### Exercise data ###
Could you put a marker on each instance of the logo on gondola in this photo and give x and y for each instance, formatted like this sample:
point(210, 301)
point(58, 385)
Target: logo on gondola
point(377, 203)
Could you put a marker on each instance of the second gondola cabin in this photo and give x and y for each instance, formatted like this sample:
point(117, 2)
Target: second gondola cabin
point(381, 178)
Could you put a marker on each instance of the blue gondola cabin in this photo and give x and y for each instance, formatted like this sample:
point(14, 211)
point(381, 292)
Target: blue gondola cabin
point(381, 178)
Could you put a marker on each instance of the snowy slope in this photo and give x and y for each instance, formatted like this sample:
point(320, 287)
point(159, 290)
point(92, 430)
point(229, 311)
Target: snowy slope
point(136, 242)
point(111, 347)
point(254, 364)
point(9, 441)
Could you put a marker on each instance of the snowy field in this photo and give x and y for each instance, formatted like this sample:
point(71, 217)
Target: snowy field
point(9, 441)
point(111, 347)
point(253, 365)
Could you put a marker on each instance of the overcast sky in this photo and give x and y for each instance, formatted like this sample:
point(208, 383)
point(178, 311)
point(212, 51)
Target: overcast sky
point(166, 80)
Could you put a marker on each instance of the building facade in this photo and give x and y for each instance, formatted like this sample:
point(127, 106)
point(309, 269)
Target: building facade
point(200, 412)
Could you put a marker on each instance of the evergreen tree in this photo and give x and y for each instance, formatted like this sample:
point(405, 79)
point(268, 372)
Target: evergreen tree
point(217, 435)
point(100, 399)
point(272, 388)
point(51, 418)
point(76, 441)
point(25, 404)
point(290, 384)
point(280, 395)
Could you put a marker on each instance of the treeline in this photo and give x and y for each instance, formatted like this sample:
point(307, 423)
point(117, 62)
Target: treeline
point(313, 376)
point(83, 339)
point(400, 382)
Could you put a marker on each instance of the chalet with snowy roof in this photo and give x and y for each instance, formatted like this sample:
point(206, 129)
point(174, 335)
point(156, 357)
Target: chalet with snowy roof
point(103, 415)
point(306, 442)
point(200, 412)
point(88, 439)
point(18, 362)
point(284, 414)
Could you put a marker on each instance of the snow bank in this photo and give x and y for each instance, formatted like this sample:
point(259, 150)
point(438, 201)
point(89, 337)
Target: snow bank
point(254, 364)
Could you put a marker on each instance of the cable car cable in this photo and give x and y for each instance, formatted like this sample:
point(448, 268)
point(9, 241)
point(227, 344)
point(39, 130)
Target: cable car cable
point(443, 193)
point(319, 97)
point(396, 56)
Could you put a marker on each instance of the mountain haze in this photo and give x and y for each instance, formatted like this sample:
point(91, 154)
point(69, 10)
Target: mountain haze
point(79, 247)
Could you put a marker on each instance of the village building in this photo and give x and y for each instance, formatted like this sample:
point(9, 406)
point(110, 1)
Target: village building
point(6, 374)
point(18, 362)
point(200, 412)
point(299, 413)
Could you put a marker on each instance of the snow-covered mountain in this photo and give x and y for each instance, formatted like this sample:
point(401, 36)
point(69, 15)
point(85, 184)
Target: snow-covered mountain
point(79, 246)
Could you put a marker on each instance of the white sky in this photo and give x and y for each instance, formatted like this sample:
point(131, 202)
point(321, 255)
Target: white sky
###
**Problem description:** Your answer should be the exact lines above from the one with "point(159, 290)" through the one with "point(89, 337)", both included, and nothing besides.

**Your response:**
point(159, 290)
point(92, 430)
point(229, 311)
Target: snowy slope
point(136, 242)
point(111, 347)
point(254, 364)
point(9, 441)
Could you put a marker on each instance of the snowy field in this photo and give x and y for each instance, formatted like this sample:
point(71, 217)
Target: snowy field
point(9, 441)
point(111, 347)
point(253, 365)
Could you put a marker on each instance of the overcast sky in this photo and give x and y for each instance, formatted like this sample:
point(208, 383)
point(178, 311)
point(212, 51)
Target: overcast sky
point(166, 80)
Could you put a marker on each instance of the building facade in this photo and give x and y for each instance, formatted like this sample:
point(127, 106)
point(309, 269)
Target: building facade
point(200, 412)
Could you put a marker on each instance of the evergreen tree in this photo and give x and y for each instance, formatted like this sample:
point(405, 79)
point(268, 372)
Target: evergreen tree
point(217, 435)
point(100, 399)
point(272, 388)
point(51, 418)
point(76, 441)
point(25, 404)
point(290, 384)
point(280, 395)
Could you put a marker on each instance of the treeline in this photo and give x and y for each instance, formatted like this sample:
point(307, 423)
point(117, 62)
Target: treeline
point(313, 376)
point(83, 339)
point(400, 382)
Could you put a marker on each instance of the chalet with snowy roof in this photo and give x and y for each instance, formatted like this sample:
point(206, 129)
point(174, 335)
point(156, 357)
Target: chalet with snowy roof
point(103, 415)
point(306, 442)
point(200, 412)
point(88, 439)
point(18, 362)
point(284, 414)
Could you put a marker on each instance of the snow bank in this photo and give x and y for each instance, formatted like this sample:
point(259, 150)
point(438, 201)
point(89, 337)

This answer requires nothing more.